**Exercise brief**
Number each line from the start of the records down to the line containing "(1039, 704)", both ends included, skipping blank lines and leaving the pictures out.

**Dataset content**
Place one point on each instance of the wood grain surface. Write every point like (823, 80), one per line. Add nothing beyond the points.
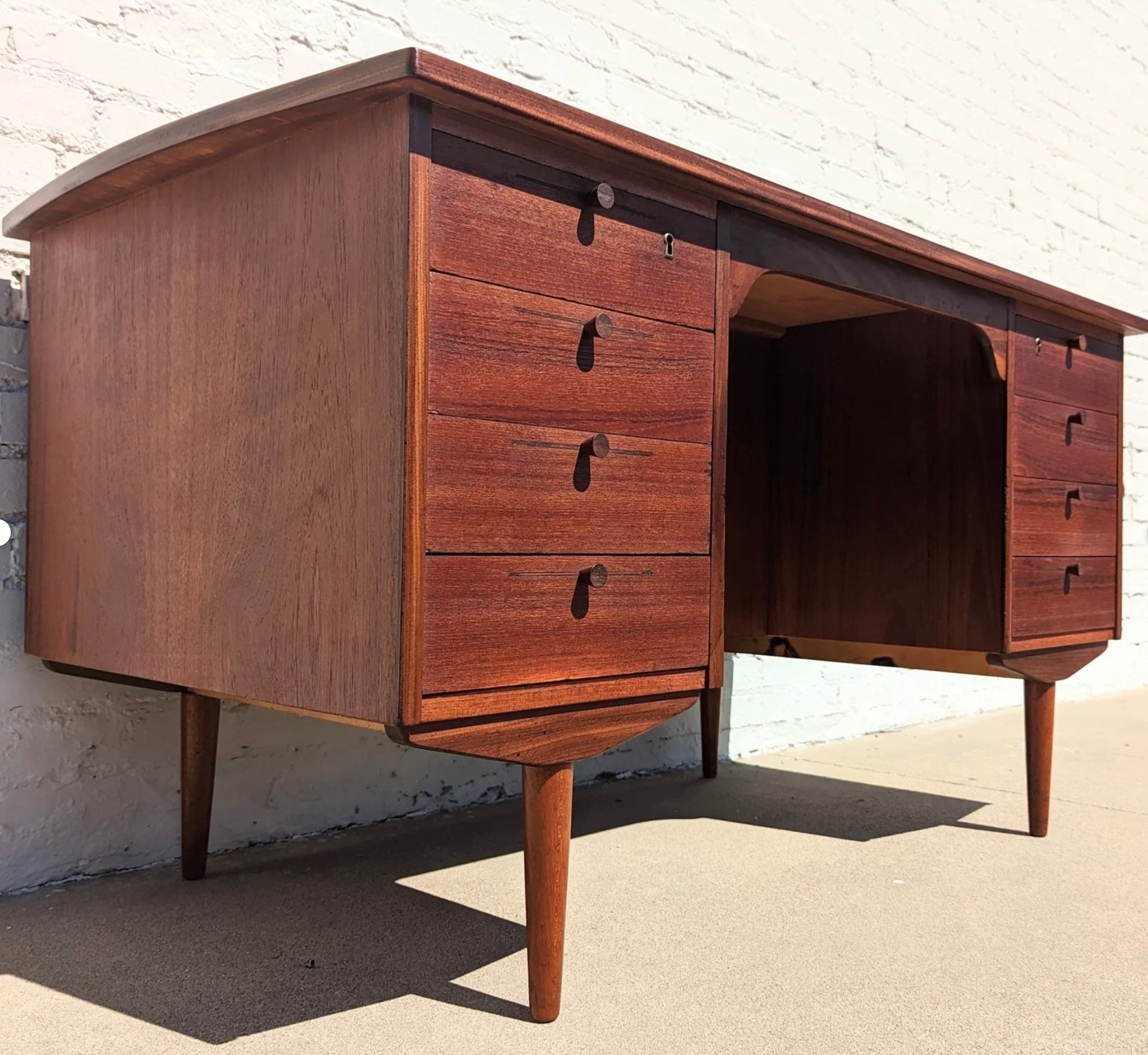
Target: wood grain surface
(880, 470)
(202, 139)
(212, 501)
(1050, 600)
(548, 737)
(511, 356)
(548, 794)
(499, 488)
(509, 221)
(1054, 370)
(1051, 444)
(1061, 517)
(496, 621)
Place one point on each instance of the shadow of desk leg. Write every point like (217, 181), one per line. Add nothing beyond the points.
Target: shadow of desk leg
(198, 742)
(547, 797)
(711, 730)
(1039, 704)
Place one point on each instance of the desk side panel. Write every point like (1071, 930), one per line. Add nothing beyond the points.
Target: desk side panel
(218, 409)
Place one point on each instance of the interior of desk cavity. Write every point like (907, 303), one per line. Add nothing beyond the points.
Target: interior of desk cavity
(865, 474)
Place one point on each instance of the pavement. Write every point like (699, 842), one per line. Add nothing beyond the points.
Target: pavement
(868, 896)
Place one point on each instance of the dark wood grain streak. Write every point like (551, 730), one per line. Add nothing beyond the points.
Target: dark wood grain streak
(415, 176)
(548, 737)
(1052, 446)
(212, 502)
(499, 488)
(512, 222)
(495, 621)
(455, 707)
(1050, 600)
(248, 122)
(558, 155)
(511, 356)
(199, 737)
(716, 672)
(1039, 710)
(1062, 517)
(771, 246)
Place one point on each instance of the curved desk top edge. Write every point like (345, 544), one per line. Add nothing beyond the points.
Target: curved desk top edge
(184, 145)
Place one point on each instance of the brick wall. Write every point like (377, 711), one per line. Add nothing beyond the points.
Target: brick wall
(1016, 132)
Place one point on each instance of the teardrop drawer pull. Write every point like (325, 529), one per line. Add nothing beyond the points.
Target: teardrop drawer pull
(601, 326)
(602, 195)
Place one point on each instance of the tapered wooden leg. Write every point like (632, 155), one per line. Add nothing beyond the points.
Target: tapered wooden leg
(1039, 703)
(198, 741)
(711, 730)
(547, 795)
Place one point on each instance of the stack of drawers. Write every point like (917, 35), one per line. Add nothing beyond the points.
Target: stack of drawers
(569, 396)
(1066, 483)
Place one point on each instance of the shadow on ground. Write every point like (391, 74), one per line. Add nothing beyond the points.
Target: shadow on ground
(232, 956)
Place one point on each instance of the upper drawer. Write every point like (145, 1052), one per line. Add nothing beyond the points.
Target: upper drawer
(1055, 517)
(1050, 364)
(495, 621)
(505, 220)
(1062, 595)
(499, 488)
(1060, 442)
(514, 356)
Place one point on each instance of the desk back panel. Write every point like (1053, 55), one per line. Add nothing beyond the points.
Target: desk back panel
(873, 452)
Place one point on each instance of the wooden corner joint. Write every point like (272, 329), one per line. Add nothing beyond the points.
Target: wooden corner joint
(1050, 665)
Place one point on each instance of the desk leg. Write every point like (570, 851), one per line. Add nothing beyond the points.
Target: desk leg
(711, 730)
(547, 796)
(1039, 703)
(199, 737)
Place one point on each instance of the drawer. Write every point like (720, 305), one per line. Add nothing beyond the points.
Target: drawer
(512, 356)
(495, 621)
(499, 488)
(505, 220)
(1061, 517)
(1050, 364)
(1064, 442)
(1062, 595)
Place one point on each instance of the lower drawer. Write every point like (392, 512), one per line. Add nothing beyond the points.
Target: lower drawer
(495, 621)
(499, 488)
(1062, 595)
(1055, 517)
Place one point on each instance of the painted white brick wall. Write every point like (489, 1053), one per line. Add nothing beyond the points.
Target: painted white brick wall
(1017, 132)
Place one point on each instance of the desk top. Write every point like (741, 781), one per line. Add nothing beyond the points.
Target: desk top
(237, 127)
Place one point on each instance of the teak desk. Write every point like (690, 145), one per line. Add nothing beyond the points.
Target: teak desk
(405, 396)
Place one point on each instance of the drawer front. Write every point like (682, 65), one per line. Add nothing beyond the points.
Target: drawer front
(499, 488)
(1062, 595)
(494, 621)
(512, 356)
(1047, 367)
(1061, 517)
(1063, 442)
(512, 222)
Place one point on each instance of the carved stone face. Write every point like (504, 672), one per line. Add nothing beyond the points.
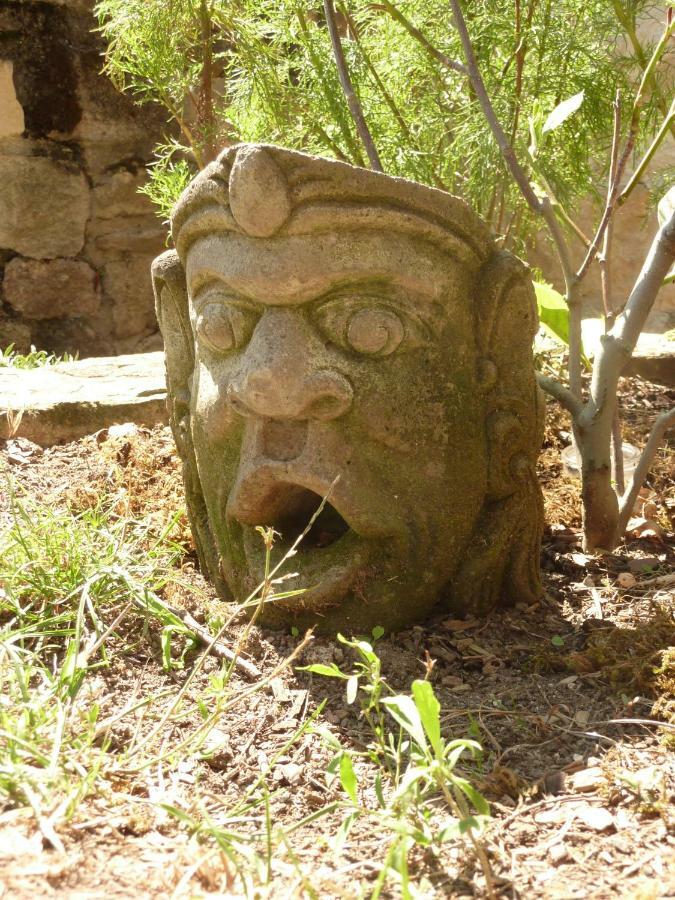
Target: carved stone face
(340, 362)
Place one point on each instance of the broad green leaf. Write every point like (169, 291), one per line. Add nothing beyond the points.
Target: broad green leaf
(412, 775)
(553, 312)
(429, 709)
(454, 750)
(364, 648)
(403, 709)
(563, 111)
(330, 671)
(348, 777)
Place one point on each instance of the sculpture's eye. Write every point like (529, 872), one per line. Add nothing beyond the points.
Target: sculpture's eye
(225, 326)
(374, 329)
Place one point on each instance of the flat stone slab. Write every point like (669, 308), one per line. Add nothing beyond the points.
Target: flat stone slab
(55, 404)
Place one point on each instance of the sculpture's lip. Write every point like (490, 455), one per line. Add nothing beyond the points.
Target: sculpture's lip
(325, 562)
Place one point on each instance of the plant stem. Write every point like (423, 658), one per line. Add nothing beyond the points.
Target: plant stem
(414, 32)
(348, 88)
(664, 422)
(649, 153)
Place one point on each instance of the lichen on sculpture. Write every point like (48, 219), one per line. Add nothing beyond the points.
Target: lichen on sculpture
(334, 331)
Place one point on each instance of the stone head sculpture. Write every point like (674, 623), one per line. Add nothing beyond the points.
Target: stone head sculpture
(326, 322)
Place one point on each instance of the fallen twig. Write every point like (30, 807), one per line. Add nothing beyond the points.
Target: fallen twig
(216, 647)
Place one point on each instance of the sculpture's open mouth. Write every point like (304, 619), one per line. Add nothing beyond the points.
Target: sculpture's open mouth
(295, 518)
(327, 558)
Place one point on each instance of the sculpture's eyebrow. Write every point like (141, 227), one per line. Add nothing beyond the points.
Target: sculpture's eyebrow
(296, 270)
(392, 289)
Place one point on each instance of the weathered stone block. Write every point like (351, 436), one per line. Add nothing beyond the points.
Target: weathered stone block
(15, 333)
(49, 289)
(116, 195)
(127, 283)
(11, 111)
(335, 333)
(44, 207)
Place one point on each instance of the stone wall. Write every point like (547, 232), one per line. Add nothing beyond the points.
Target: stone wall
(76, 239)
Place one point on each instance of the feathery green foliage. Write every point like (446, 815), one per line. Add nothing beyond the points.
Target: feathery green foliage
(263, 70)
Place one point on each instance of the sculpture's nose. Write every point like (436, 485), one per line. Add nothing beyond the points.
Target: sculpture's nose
(282, 376)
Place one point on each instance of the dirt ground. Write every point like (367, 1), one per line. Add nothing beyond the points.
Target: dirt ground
(572, 699)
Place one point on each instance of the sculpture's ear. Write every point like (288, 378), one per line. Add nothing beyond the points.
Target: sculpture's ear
(502, 562)
(506, 325)
(171, 304)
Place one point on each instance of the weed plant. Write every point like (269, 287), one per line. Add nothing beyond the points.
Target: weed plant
(34, 359)
(413, 768)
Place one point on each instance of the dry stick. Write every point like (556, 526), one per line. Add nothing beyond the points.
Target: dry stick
(348, 88)
(217, 648)
(613, 190)
(665, 421)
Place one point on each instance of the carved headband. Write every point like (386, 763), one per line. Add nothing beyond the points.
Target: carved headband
(262, 190)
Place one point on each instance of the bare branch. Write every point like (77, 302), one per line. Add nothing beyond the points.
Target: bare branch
(518, 173)
(605, 264)
(628, 326)
(444, 60)
(617, 451)
(542, 207)
(665, 421)
(612, 192)
(563, 395)
(649, 153)
(348, 88)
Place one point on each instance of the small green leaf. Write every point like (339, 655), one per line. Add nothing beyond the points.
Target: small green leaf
(348, 777)
(478, 800)
(553, 312)
(378, 790)
(402, 708)
(429, 709)
(563, 111)
(352, 688)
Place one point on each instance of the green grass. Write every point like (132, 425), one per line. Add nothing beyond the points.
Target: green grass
(67, 583)
(81, 593)
(34, 359)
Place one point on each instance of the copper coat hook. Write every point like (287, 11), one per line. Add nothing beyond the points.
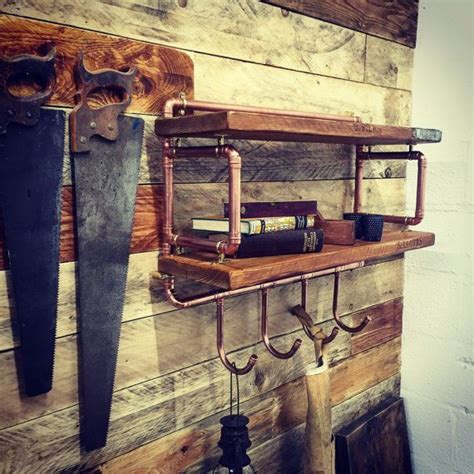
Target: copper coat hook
(264, 330)
(337, 318)
(220, 345)
(300, 312)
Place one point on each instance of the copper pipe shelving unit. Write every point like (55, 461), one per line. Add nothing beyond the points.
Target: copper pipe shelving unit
(213, 262)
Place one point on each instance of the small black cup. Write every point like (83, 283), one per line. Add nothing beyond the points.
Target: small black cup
(357, 217)
(372, 225)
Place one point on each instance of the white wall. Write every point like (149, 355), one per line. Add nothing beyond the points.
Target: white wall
(437, 354)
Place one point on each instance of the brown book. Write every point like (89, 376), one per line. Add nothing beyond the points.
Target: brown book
(275, 209)
(278, 243)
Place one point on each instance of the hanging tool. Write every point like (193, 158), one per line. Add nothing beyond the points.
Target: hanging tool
(31, 161)
(106, 157)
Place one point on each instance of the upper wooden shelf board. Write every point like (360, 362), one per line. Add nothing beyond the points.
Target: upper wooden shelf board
(239, 273)
(257, 126)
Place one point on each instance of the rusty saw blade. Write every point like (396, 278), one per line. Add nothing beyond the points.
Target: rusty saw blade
(106, 169)
(31, 159)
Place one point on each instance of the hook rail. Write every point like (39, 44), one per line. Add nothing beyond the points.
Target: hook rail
(220, 345)
(264, 330)
(337, 318)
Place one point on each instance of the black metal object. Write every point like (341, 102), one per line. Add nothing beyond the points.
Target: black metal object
(234, 443)
(31, 159)
(25, 110)
(372, 225)
(106, 179)
(357, 217)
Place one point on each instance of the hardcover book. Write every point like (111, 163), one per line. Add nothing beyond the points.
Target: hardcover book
(254, 226)
(278, 243)
(275, 209)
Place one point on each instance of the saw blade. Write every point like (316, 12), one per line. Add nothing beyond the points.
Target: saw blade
(31, 161)
(106, 181)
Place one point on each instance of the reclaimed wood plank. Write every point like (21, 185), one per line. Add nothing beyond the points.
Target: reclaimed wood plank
(146, 352)
(388, 64)
(161, 406)
(395, 20)
(194, 448)
(238, 273)
(241, 30)
(386, 324)
(144, 297)
(207, 199)
(261, 126)
(161, 72)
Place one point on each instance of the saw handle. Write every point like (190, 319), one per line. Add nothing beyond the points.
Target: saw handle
(85, 121)
(25, 110)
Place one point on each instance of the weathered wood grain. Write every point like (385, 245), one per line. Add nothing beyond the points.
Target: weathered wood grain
(243, 30)
(395, 20)
(386, 324)
(230, 81)
(158, 407)
(194, 448)
(265, 126)
(208, 199)
(240, 273)
(151, 347)
(144, 298)
(388, 64)
(161, 72)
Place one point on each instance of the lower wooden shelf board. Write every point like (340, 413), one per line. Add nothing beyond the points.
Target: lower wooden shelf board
(239, 273)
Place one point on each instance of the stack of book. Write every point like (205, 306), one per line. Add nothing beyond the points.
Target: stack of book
(269, 228)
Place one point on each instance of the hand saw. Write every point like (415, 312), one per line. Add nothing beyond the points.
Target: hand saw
(31, 160)
(106, 157)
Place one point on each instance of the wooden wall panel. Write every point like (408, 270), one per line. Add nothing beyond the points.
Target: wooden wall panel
(208, 199)
(161, 406)
(161, 72)
(169, 393)
(395, 20)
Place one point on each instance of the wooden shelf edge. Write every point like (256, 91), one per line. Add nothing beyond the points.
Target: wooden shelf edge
(239, 273)
(259, 126)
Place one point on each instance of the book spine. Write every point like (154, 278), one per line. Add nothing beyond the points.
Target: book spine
(281, 243)
(275, 209)
(279, 224)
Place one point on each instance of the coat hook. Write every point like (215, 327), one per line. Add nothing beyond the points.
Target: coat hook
(307, 323)
(264, 330)
(337, 318)
(220, 345)
(305, 319)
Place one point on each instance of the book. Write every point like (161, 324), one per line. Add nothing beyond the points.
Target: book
(254, 226)
(275, 209)
(278, 243)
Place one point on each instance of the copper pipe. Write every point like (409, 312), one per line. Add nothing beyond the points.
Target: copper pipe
(264, 331)
(362, 156)
(184, 105)
(168, 189)
(231, 246)
(168, 286)
(220, 345)
(338, 320)
(302, 315)
(359, 176)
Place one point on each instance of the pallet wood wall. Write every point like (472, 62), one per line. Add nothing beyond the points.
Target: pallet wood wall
(170, 388)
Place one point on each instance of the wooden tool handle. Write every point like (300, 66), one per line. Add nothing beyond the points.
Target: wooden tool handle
(319, 442)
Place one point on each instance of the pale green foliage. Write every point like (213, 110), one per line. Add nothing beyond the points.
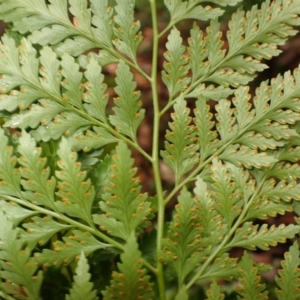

**Response to this task**
1. Place one point on each instance of the wood grain surface. Write every point like (823, 80), one per line. Add nothing beyond the points.
2. Target: wood grain surface
3. (880, 470)
4. (202, 139)
5. (212, 501)
6. (1050, 600)
7. (548, 737)
8. (511, 356)
9. (548, 794)
10. (499, 488)
11. (509, 221)
12. (1054, 370)
13. (1051, 444)
14. (1061, 517)
15. (496, 621)
16. Place one point on each instance of the shadow of desk leg. Write every point like (217, 181), one per line. Add nothing beyond the points.
17. Target: shadow of desk leg
18. (198, 742)
19. (547, 797)
20. (711, 730)
21. (1039, 704)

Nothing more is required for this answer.